Document excerpt:
Contributing to user-scanner

June 20, 2026 · View on GitHub

This project separates two kinds of checks:

Username availability checks (under user_scanner/user_scan/*) — synchronous validators that the main username scanner uses.
Email OSINT checks (under user_scanner/email_scan/) — asynchronous, multi-step flows that probe signup pages or email-focused APIs. Put email-focused modules in user_scanner/email_scan/ (subfolders like social/, dev/, community, creator etc. are fine — follow the existing tree).

Module naming for both `email_scan` and `user_scan` modules

File name must be the platform name in lowercase (no spaces or special characters).
- Examples: github.py, reddit.py, x.py, pinterest.py

Email-scan (email_scan) — guide for contributors

Minimal best-practices checklist for email modules

Put file in user_scanner/email_scan/<category>/service.py.
Export async def validate_<service>(email: str) -> Result.
Use httpx.AsyncClient for requests, with sensible timeouts and follow_redirects when needed.
Add a short docstring describing environment variables (api keys), rate limits, and responsible-use note (if required)

Example: Mastodon async example:

import httpx
import re
from user_scanner.core.result import Result


async def _check(email: str) -> Result:
    """
    Internal helper that performs the multi-step signup probe.

    This function demonstrates how to handle CSRF tokens, custom error
    messages (like IP bans), and passing the target URL back to Results.
    """
    # The display URL used for output and error reporting
    show_url = "https://mastodon.social"

    signup_url = f"{show_url}/auth/sign_up"
    post_url = f"{show_url}/auth"

    headers = {
        "user-agent": "Mozilla/5.0 (X11; Linux x86_64) AppleWebKit/537.36 "
                      "(KHTML, like Gecko) Chrome/143.0.0.0 Safari/537.36",
        "accept": "text/html,application/xhtml+xml,application/xml;q=0.9,image/avif,image/webp,*/*;q=0.8",
        "referer": f"{show_url}/explore",
        "origin": show_url,
    }

    async with httpx.AsyncClient(http2=True, headers=headers, follow_redirects=True) as client:
        try:
            # 1. Access the signup page to retrieve required CSRF tokens
            initial_resp = await client.get(signup_url, timeout=15.0)

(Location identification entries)

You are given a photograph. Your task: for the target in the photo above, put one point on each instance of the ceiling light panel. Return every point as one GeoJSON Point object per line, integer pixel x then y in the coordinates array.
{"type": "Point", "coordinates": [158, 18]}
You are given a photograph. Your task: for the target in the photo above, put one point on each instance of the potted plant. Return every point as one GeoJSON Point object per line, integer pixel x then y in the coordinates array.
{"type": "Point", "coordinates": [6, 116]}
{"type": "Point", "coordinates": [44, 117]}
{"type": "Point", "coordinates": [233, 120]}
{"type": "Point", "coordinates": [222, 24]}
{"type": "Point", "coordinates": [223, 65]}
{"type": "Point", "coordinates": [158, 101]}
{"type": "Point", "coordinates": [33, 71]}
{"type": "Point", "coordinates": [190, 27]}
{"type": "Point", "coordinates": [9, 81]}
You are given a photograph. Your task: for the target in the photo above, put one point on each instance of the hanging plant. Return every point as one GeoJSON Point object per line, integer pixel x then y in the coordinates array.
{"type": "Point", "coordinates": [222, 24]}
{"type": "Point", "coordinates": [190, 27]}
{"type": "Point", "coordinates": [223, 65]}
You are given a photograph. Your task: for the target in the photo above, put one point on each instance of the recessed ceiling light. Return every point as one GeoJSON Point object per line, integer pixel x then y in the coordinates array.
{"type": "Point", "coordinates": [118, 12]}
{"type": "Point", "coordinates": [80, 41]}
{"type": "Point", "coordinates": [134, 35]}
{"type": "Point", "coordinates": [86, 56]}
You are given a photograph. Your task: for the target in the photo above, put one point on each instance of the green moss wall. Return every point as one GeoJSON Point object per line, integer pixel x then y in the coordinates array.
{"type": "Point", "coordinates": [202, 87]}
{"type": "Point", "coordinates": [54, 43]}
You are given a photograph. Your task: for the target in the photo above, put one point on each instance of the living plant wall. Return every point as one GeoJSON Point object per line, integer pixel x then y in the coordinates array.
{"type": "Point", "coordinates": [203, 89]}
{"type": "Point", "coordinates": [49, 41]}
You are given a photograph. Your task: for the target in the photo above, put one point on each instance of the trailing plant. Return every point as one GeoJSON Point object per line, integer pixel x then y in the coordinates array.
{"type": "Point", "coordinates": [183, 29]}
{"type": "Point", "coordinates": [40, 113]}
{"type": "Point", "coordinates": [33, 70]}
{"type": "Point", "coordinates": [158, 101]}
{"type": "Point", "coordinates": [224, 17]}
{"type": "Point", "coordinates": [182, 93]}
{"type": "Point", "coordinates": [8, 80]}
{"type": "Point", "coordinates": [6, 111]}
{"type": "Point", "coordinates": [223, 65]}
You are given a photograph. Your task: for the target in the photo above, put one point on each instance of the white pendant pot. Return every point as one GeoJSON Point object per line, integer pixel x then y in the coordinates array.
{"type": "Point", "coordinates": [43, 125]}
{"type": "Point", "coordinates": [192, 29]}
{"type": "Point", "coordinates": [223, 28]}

Exercise task 1:
Recast the paragraph of the user-scanner contributing guide that begins "This project separates two kinds of checks" as a short list, keeping its main facts.
Exercise task 2:
Pick up the user-scanner contributing guide after its last line and carry it on.

Exercise answer 1:
- Username availability checks: synchronous validators in user_scanner/user_scan/*, used by the main username scanner.
- Email OSINT checks: asynchronous, multi-step flows in user_scanner/email_scan/ that probe signup pages or email-focused APIs. Subfolders such as social/, dev/, community and creator are fine if they follow the existing tree.

Exercise answer 2:
            if initial_resp.status_code not in [200, 302]:
                return Result.error(f"Failed to access signup page: {initial_resp.status_code}", url=show_url)

            # Extract the CSRF/authenticity token from the HTML
            token_match = re.search(r'name="csrf-token" content="([^"]+)"', initial_resp.text)
            if not token_match:
                return Result.error("Could not find authenticity token", url=show_url)

            csrf_token = token_match.group(1)

            # 2. Prepare the probe payload with the email we want to check
            payload = {
                "authenticity_token": csrf_token,
                "user[account_attributes][username]": "no3motions_robot_020102",
                "user[email]": email,
                "user[password]": "Theleftalone@me",
                "user[password_confirmation]": "Theleftalone@me",
                "user[agreement]": "1",
                "button": ""
            }

            response = await client.post(post_url, data=payload, timeout=15.0)
            res_text = response.text
            res_status = response.status_code

            # 3. Analyze the response to determine account status
            if "has already been taken" in res_text:
                return Result.taken(url=show_url)

            elif "registration attempt has been blocked" in res_text:
                return Result.error("Your IP has been flagged by Mastodon", url=show_url)

            elif res_status == 429:
                return Result.error("Rate limited; try using the '-d' flag", url=show_url)

            elif res_status in [200, 302]:
                # If no 'taken' message is found and status is OK/Redirect, it's available
                return Result.available(url=show_url)

            else:
                return Result.error("Unexpected response body", url=show_url)

        except Exception as exc:
            # Always pass the url=show_url even in exceptions for clear reporting
            return Result.error(str(exc), url=show_url)


async def validate_mastodon(email: str) -> Result:
    """
    Public validator used by the email mode.

    All email modules must export a 'validate_<name>' function that
    returns a Result object.
    """
    return await _check(email)

Username availability check guide:

Validator function (user_scan/)

Each module must expose exactly one validator function named:

def validate_<sitename>(user: str) -> Result:
    ...

CRITICAL Rules for user_scan Modules:

Explicit Verification (No False Positives): Never rely solely on a generic HTTP 200 to assume availability. Many WAFs and CDNs intercept requests and return 200 OK. You MUST explicitly verify a unique string or JSON key for BOTH the taken and available states. Never use a bare else: return Result.available() block.
Deep Data Extraction: If the user is found, attempt to extract rich metadata (fullname, location, bio, stats) and return it via Result.taken(extra={"fullname": "John Doe", ...}).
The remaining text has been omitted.